- [What you need to do]:
- a) According to the pandas forum thread, why must the fix name both a row and a column index when assigning to the 'institute_service' column? Answer in one to three sentences.
- b) In the pandas forum thread, which indexer did the asker's second attempt use instead of the one the reply suggested?
- c) Repeat the part of the pandas forum thread from "5 # combined.notnull().sum()" up to and including "9 # print(combined_updated)".

Guided Project: Clean And Analyze Employee Exit Surveys - Part 9

In this Part, the first step is to convert the datatype of the column combined_updated[‘institute_service’] from ‘object’ to ‘str’. I tried the below code but in vain. I am getting the below attached error msg. Any help?

Code I tried
combined_updated[‘institute_service’] = combined_updated[‘institute_service’].astype(‘str’)

Error Msg:*
/dataquest/system/env/python3/lib/python3.4/site-packages/ipykernel/main.py:7: SettingWithCopyWarning:
A value is trying to be set on a copy of a slice from a DataFrame.
Try using .loc[row_indexer,col_indexer] = value instead

See the caveats in the documentation: http://pandas.pydata.org/pandas-docs/stable/indexing.html#indexing-view-versus-copy

1 Like

In this case you need to do as the error is suggesting

combined_updated.loc[:,‘institute_service’] = combined_updated[‘institute_service’].astype(‘str’)

This is something that changed with pandas 1.0 before was a warning now is an error. Because this column already exist you need to explicitly say both column and row index you want the change to take effect.

Also there is this blog post with more details about this error/warning

1 Like

Thanks for the rensponse.
I modified the code as suggested by you, but this time I got a new error as show below.

Code I tried
combined_updated.iloc[:,‘institute_service’] = combined_updated[‘institute_service’].astype(‘str’)

Error Msg
ValueErrorTraceback (most recent call last)
in ()
5 # combined.notnull().sum()
6 combined_updated = combined.dropna(axis=1,thresh=500)
----> 7 combined_updated.iloc[:,‘institute_service’] = combined_updated[‘institute_service’].astype(‘str’)
8 combined_updated[‘institute_service’]
9 # print(combined_updated)

/dataquest/system/env/python3/lib/python3.4/site-packages/pandas/core/indexing.py in setitem(self, key, value)
191 else:
192 key = com._apply_if_callable(key, self.obj)
–> 193 indexer = self._get_setitem_indexer(key)
194 self._setitem_with_indexer(indexer, value)
195

/dataquest/system/env/python3/lib/python3.4/site-packages/pandas/core/indexing.py in _get_setitem_indexer(self, key)
169 if isinstance(key, tuple):
170 try:
–> 171 return self._convert_tuple(key, is_setter=True)
172 except IndexingError:
173 pass

/dataquest/system/env/python3/lib/python3.4/site-packages/pandas/core/indexing.py in _convert_tuple(self, key, is_setter)
240 if i >= self.obj.ndim:
241 raise IndexingError(‘Too many indexers’)
–> 242 idx = self._convert_to_indexer(k, axis=i, is_setter=is_setter)
243 keyidx.append(idx)
244 return tuple(keyidx)

/dataquest/system/env/python3/lib/python3.4/site-packages/pandas/core/indexing.py in _convert_to_indexer(self, obj, axis, is_setter)
1848
1849 raise ValueError("Can only index by location with a [s]"
-> 1850 self._valid_types)
1851
1852

ValueError: Can only index by location with a [integer, integer slice (START point is INCLUDED, END point is EXCLUDED), listlike of integers, boolean array]

My suggestion was with loc not iloc

It makes a difference.

- [Stored data]:

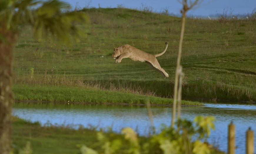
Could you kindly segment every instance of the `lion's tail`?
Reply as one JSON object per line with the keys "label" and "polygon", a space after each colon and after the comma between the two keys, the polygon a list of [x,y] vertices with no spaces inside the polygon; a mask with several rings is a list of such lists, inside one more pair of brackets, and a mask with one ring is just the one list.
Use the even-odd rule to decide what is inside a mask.
{"label": "lion's tail", "polygon": [[163,54],[165,52],[165,51],[166,51],[166,49],[167,49],[167,47],[168,47],[168,43],[167,43],[167,42],[165,42],[165,44],[166,45],[166,46],[165,47],[165,49],[164,49],[164,50],[162,52],[161,52],[161,53],[159,53],[158,54],[157,54],[156,55],[154,55],[154,56],[155,56],[155,57],[158,57],[158,56],[162,56],[162,55],[163,55]]}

- [Replies]:
- a) The column already exists, so the reply says you must explicitly state both the row and column index for the change to take effect. It adds that this changed with pandas 1.0: what was once a warning is now an error.

- b) It used iloc instead of loc.

- c)
5 # combined.notnull().sum()
6 combined_updated = combined.dropna(axis=1,thresh=500)
----> 7 combined_updated.iloc[:,‘institute_service’] = combined_updated[‘institute_service’].astype(‘str’)
8 combined_updated[‘institute_service’]
9 # print(combined_updated)